▶ _SUPPLIED TEXT_:

-- Opening Marker --

= Herman Bank =

American mechanical engineer

Herman Bank (October 26, 1916 – November 2, 2012) was an American mechanical engineer who worked for the Jet Propulsion Laboratory (JPL) from 1947 to 1984. He was one of the “Rocket Boys,” who were first-generation scientists and engineers of the Space Age.

While working at JPL, Bank worked as a mechanical engineer on the Bumper Project, supervised the structural design for Explorer 1, and served as supervisor on the Ranger and Surveyor missions to the Moon.

In retirement, Bank founded the Volunteer Professionals for Medical Advancement, a group of JPL and Caltech retirees that work with doctors to develop new medical technologies.

==Early years==
Herman Bank was born in Vineland, New Jersey, to Russian-Jewish immigrants Sophie and Max Bank. Bank's formal education began with an Associate of Arts degree from Los Angeles City College in engineering. In 1935, he earned a degree from the University of California, Berkeley, in mechanical engineering. Bank married Irene Gross in 1943 and had three sons: Sidney, Ronald, and Michael.

==Career==
Herman Bank joined JPL in 1947 as a mechanical engineer. One of his first assignments was to work with German scientist Wernher von Braun on the Bumper Project (AKA Bumper Missile Program). Bank was of Jewish heritage, and refused to shake the hand of or socialize with the ex-Nazi von Braun. However he was very interested in the Bumper Project and agreed to work with von Braun on it. The Bumper Project was a two-stage missile program that resulted in the first man-made object to reach extraterrestrial space, setting a record altitude of 250 miles.
Bank supervised the structural design for Explorer 1, which launched January 31, 1958, and became America's first satellite. Eventually Bank worked as supervisor on the Ranger and Surveyor missions to the Moon.

In the 1970s Bank developed a joint program with Cal Tech, JPL, NASA, and Los Angeles area hospitals, which allowed him to work on medical advancements that were of particular interest to him. This collaborative program goal was to develop innovative solutions to medical challenges including development of a bag that increased the shelf life of stored blood and an improved X-ray technique that eliminated multiple exposures.

==Retirement==
Herman Bank initially wanted to attend medical school, but he was not able to afford the lengthy education and choose to pursue mechanical engineering instead. Upon retirement in 1983, Bank decided to nurture his interest in the medical field and formed the Volunteer Professionals for Medical Advancement (VPMA).

-- Closing Marker --

▶ _WORK ORDER 1_:
Please say whether each statement below agrees with the Herman Bank biography, answering yes or no and quoting the words from the biography that decide it. (a) Bank earned his Berkeley degree in mechanical engineering in 1935. (b) Bank declined to take part in the Bumper Project because von Braun was on it. (c) Explorer 1 launched on January 31, 1958.
▶ _WORK ORDER 2_:
Resume the Herman Bank biography after its final sentence and carry it forward.

▶ _DATA LISTING_:
-- Opening Marker --

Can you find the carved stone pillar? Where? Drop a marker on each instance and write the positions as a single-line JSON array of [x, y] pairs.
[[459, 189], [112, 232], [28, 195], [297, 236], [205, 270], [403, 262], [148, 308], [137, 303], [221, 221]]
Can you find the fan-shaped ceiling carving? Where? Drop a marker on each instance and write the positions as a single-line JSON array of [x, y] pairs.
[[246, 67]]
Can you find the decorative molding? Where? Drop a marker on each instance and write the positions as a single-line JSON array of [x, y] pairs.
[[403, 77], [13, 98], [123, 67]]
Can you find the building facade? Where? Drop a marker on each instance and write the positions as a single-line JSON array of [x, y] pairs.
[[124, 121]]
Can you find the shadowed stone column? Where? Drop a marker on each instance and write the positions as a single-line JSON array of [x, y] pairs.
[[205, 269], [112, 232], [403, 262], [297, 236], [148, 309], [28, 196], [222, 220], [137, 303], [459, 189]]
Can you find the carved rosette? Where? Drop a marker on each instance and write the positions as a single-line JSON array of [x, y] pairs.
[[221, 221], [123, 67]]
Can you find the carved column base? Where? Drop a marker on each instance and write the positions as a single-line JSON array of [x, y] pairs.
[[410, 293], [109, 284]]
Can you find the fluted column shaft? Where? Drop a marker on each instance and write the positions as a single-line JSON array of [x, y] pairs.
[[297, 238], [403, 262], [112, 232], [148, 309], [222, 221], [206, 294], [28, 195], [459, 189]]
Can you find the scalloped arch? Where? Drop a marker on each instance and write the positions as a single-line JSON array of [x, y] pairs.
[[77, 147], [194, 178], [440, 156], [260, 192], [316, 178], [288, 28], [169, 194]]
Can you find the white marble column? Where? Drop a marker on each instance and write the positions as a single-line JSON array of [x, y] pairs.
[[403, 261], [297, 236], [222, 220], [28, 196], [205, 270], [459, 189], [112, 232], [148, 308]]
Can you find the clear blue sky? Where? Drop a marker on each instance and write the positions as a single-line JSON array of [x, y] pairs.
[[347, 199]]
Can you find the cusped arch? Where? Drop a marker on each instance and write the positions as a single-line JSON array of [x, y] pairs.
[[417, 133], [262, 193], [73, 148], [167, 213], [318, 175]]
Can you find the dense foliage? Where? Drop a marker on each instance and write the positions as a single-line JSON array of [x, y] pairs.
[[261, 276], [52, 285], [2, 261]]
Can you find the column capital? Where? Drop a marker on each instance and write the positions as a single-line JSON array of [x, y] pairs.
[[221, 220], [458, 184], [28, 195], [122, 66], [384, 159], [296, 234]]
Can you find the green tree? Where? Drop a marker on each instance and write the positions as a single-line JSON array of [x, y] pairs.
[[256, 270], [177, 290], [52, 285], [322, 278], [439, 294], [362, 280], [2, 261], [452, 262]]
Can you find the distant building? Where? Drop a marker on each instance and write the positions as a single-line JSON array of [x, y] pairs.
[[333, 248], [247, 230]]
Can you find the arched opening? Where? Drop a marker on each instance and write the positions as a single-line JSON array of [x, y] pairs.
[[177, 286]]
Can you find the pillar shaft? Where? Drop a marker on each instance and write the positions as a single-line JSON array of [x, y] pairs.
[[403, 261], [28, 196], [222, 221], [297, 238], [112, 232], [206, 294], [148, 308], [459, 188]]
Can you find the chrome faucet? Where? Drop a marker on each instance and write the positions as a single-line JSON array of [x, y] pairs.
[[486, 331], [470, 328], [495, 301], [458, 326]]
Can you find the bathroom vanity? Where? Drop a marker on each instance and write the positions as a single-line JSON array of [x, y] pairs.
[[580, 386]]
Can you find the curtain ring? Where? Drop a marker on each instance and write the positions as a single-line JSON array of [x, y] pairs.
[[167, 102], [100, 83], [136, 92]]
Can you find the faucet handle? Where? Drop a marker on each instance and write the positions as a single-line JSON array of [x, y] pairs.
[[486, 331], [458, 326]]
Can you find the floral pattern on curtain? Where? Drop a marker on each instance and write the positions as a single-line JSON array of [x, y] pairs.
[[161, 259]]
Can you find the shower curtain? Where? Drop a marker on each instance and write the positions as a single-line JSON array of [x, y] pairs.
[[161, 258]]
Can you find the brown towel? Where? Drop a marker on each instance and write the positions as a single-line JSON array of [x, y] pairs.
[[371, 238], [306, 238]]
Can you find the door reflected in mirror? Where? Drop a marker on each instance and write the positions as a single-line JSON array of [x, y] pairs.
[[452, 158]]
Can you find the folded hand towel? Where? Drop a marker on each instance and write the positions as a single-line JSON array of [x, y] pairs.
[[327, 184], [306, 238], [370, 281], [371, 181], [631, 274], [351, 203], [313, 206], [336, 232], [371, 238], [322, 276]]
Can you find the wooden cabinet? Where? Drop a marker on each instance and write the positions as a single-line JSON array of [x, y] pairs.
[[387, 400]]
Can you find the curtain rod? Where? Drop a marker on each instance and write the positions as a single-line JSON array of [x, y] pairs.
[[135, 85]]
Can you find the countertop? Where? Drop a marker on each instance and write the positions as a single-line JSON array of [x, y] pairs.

-- Closing Marker --

▶ _TASK RESULT 1_:
(a) Yes: "In 1935, he earned a degree from the University of California, Berkeley, in mechanical engineering."
(b) No: "However he was very interested in the Bumper Project and agreed to work with von Braun on it."
(c) Yes: "Explorer 1, which launched January 31, 1958, and became America's first satellite."

▶ _TASK RESULT 2_:
VPMA was established in 1996 by Bank and works with doctors and hospitals to advance current medical technologies and develop new ones. It has been responsible for:
- Design of an automated oxygen enrichment system for premature babies. Working with Los Angeles County/USC Medical Center, retired volunteers and doctors worked to remove the inaccuracies of manually controlled oxygen systems, which can affect the infant's eyesight, brain and lung development.
- Solving a blood clot problem found with a stent that could cause heart attacks. Retired professional volunteers introduced a special electropolishing process to provide a super-smooth stent surface. The electropolishing process, developed in the aerospace industry, is not well known by doctors. The resulting electropolished stent practically eliminated further blood clot formation with the device.
- Creation of an advanced-database private computer network for pediatricians. Working with Children's Hospital Los Angeles, retired professionals helped pediatricians nationwide to correspond about children's illnesses using JPL's method of data management. This database provided a depository for historical data of diagnoses, research, treatments and results. Doctors estimated that extended medical use of the computer database systems could reduce health care costs by 20 to 30 percent.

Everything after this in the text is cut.